> WHAT THE TASK ASKS
Output, please, exactly those lines of the listing that come before the line with "I would be grateful if you could spot the running", along with that line itself.

PROVIDED DATA Block Start

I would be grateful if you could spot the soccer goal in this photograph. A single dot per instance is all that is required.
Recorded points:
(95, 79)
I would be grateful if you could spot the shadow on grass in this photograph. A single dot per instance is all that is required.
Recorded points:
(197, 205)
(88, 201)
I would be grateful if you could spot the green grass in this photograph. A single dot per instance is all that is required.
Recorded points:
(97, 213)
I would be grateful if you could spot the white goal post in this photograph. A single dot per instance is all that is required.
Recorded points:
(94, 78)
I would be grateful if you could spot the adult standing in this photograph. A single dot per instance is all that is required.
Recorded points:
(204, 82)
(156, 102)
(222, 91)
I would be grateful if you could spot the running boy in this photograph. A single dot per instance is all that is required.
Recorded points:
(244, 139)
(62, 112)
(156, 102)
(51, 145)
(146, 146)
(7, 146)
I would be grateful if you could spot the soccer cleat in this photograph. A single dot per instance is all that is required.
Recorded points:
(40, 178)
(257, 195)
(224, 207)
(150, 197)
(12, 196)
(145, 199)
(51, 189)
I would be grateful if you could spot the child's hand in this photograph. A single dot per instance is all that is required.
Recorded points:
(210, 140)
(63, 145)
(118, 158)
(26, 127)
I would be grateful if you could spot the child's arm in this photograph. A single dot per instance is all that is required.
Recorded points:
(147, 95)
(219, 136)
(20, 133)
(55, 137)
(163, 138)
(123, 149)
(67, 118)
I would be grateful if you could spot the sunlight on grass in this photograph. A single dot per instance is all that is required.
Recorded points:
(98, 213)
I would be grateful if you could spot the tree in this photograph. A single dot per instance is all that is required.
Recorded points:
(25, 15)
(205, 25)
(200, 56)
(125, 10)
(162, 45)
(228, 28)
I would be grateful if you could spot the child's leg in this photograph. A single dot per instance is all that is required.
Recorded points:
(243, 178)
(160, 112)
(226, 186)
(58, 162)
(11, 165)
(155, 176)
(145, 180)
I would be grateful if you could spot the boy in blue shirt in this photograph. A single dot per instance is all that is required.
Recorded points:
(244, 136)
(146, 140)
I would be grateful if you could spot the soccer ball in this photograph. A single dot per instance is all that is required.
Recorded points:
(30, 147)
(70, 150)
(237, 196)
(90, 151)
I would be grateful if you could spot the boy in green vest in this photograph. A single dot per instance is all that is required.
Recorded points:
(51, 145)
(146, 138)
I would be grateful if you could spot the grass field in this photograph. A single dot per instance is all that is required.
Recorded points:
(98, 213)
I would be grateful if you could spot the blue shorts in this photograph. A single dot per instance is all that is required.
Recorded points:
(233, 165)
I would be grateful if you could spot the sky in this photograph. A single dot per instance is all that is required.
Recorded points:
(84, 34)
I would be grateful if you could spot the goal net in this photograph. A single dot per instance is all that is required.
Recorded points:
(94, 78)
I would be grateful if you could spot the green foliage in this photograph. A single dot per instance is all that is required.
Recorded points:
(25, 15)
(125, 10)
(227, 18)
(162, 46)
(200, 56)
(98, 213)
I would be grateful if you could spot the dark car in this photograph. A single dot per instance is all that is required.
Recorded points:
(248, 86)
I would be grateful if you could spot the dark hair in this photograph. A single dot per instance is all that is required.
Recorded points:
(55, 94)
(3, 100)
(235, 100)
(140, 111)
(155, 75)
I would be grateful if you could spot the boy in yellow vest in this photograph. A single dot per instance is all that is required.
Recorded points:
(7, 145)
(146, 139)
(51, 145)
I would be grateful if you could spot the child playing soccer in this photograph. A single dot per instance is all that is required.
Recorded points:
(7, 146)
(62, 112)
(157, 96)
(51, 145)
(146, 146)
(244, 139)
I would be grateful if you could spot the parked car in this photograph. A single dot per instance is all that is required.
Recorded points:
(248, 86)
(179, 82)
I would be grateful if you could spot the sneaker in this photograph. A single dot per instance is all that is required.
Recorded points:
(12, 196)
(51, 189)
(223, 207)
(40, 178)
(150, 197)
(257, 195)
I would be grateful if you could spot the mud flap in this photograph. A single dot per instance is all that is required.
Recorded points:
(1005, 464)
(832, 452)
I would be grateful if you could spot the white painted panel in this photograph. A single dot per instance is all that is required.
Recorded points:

PROVIDED DATA Block End

> TASK ANSWER
I would be grateful if you could spot the soccer goal in this photograph. A single dot per instance is all that is required.
Recorded points:
(95, 79)
I would be grateful if you could spot the shadow on grass in this photograph. A single dot per instance is all that is required.
Recorded points:
(197, 205)
(88, 201)
I would be grateful if you could spot the green grass in this photograph. A single dot per instance is all that is required.
Recorded points:
(97, 213)
I would be grateful if you could spot the white goal post in this photograph. A single dot per instance is all that is required.
Recorded points:
(94, 78)
I would be grateful if you could spot the adult standing in this photograph. A single dot per instance is all that is required.
Recorded points:
(204, 82)
(156, 102)
(222, 91)
I would be grateful if you could spot the running boy in this photograph. A single dot per instance is all that is required.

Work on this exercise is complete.